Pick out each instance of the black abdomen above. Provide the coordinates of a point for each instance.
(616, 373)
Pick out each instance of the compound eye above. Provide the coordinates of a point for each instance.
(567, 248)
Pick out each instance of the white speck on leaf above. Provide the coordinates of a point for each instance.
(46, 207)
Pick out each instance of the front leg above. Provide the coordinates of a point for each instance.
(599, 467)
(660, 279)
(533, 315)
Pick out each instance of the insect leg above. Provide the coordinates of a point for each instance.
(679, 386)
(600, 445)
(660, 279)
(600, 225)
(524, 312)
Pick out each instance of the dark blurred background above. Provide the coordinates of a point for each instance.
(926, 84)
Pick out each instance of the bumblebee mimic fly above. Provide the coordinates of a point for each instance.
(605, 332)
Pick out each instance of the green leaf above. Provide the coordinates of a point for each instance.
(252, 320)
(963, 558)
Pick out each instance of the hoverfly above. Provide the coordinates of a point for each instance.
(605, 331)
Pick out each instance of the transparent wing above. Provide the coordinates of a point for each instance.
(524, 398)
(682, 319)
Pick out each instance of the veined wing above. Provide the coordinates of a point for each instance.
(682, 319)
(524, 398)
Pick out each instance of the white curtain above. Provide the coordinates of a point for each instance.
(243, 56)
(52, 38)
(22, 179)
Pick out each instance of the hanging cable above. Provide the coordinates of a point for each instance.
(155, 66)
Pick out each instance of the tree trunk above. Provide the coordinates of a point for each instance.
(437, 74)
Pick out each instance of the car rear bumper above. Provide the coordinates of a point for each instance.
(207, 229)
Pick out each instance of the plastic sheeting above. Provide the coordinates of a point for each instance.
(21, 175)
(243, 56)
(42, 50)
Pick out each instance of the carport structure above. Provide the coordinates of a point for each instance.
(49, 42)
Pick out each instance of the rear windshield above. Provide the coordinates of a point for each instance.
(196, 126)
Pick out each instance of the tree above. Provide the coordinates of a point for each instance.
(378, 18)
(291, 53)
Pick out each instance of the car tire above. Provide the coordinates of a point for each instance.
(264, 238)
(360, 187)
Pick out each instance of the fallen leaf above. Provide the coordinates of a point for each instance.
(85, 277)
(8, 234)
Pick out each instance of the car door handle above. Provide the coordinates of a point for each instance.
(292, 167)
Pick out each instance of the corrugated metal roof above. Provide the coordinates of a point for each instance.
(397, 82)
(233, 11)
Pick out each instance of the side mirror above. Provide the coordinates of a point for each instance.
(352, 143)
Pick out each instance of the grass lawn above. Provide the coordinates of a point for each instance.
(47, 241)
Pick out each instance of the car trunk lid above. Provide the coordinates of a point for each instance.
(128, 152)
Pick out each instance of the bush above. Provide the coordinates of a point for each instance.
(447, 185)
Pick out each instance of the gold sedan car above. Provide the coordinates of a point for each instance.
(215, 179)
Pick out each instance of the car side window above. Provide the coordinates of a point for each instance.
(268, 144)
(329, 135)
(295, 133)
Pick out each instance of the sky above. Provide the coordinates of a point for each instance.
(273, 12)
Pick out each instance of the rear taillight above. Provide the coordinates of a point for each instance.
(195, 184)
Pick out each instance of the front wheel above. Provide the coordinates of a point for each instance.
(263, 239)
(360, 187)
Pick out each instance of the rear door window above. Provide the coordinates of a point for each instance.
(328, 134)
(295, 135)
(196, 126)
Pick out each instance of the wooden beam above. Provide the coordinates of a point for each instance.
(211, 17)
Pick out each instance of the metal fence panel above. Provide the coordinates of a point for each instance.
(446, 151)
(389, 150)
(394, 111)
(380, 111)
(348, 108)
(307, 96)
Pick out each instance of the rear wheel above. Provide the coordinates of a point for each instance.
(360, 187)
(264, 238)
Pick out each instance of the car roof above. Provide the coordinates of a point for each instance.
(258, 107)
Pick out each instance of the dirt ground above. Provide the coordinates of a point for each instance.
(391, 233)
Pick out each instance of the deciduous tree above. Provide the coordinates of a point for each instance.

■ EXERCISE REQUIREMENTS ■
Write out exactly the lines starting with the one that holds "Pick out each instance of the front wheel" and running through the last line above.

■ TASK OUTPUT ■
Pick out each instance of the front wheel above. Provide the coordinates of a point for each instance.
(263, 239)
(360, 187)
Pick out each instance of the rear door window above. Provide the coordinates of a point for each instance.
(328, 134)
(295, 135)
(196, 126)
Pick out each instance of the wooden beam above. Provide the coordinates of a point for each instance.
(211, 17)
Pick out each instance of the metal fence panel above. Provide the coordinates of a point for each instance.
(446, 151)
(389, 150)
(394, 111)
(380, 111)
(348, 108)
(307, 96)
Pick out each instance of the rear wheel above. Provide the coordinates of a point for each instance.
(360, 187)
(264, 238)
Pick out each instance of the car roof above. Provide the coordinates of a point for each instance.
(258, 107)
Pick out each instance of the dirt ground above. Provide the coordinates of a point for each instance.
(391, 233)
Pick out each instance of the deciduous tree above. Provide the coordinates of a point for each instance.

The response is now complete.